▸ Selected excerpt
+ + + + + + +

Tax Refund or Stimulus Check? Here’s How to Shop Wisely for a Car

Few phrases spark as much instant joy as “tax refund,” and some Americans in 2021 will be able to pair their tax refund excitement with another happy phrase: “stimulus check.” For many, this windfall could be the final piece needed to move forward in purchasing a new or used car. 

Related: Cars.com Data, Survey Shows Pandemic Spurred Car Buying

They won’t be alone: A Cars.com survey of 633 in-market shoppers in March 2021 found that 27% plan to use their income-tax refund to help buy a car this year. That’s a significant increase from a year ago, in the early weeks of the COVID-19 pandemic, when just 21% of in-market shoppers indicated plans to use their tax return to help buy their car. 

A lot has changed in this marathon year of pandemic life, including car shopping. New and used cars are selling faster than in pre-pandemic times, and for higher average prices, but car shopping from home has become easier thanks to new digital tools. 

If You’re Ready to Buy, Don’t Delay

If you’re heading out to shop for cars, you may have a harder time finding the exact model you’ve been dreaming about. Automakers’ supply chains, including those for critical microchips, have been hit hard by the pandemic. That keeps manufacturers from building as many cars as they normally would. 

If you see the car you want, that means you’ll need to move — fast. Cars.com data found that compared to pre-pandemic times, average prices for new vehicles increased 4.8% year over year during the pandemic. And these cars listed on Cars.com sold a whopping 22 days faster than during the Before Times.

+ + + + + + +

▸ Recorded data
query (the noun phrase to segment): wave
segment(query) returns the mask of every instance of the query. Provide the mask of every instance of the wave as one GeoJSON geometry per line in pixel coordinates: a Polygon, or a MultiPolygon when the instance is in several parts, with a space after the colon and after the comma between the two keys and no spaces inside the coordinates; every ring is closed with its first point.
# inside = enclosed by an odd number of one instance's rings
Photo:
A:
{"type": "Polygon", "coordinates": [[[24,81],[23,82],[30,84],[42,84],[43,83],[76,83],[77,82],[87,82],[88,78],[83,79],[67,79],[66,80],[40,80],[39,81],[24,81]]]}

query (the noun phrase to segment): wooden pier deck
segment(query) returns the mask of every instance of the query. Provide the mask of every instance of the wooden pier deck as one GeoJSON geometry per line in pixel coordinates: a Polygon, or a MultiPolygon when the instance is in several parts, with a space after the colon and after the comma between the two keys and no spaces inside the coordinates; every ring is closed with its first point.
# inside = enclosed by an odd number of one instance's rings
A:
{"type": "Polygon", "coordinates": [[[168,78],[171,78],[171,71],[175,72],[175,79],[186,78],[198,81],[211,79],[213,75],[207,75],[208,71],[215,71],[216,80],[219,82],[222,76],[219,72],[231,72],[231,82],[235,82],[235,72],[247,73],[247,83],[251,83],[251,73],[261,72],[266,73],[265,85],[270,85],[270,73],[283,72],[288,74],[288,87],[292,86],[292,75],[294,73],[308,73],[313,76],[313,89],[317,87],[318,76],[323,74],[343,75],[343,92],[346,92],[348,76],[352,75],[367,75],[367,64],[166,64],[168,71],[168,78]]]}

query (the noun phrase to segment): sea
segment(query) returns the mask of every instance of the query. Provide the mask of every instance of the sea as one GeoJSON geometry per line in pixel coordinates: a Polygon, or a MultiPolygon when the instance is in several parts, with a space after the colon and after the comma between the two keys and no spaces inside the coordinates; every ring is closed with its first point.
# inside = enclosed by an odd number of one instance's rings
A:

+ + + + + + +

▸ Exercise
Rewrite the stretch of the car-shopping article from "Few phrases spark" through "buy their car.", replacing "windfall" with "cash infusion".

▸ Answer to the problem
Few phrases spark as much instant joy as “tax refund,” and some Americans in 2021 will be able to pair their tax refund excitement with another happy phrase: “stimulus check.” For many, this cash infusion could be the final piece needed to move forward in purchasing a new or used car. 

Related: Cars.com Data, Survey Shows Pandemic Spurred Car Buying

They won’t be alone: A Cars.com survey of 633 in-market shoppers in March 2021 found that 27% plan to use their income-tax refund to help buy a car this year. That’s a significant increase from a year ago, in the early weeks of the COVID-19 pandemic, when just 21% of in-market shoppers indicated plans to use their tax return to help buy their car.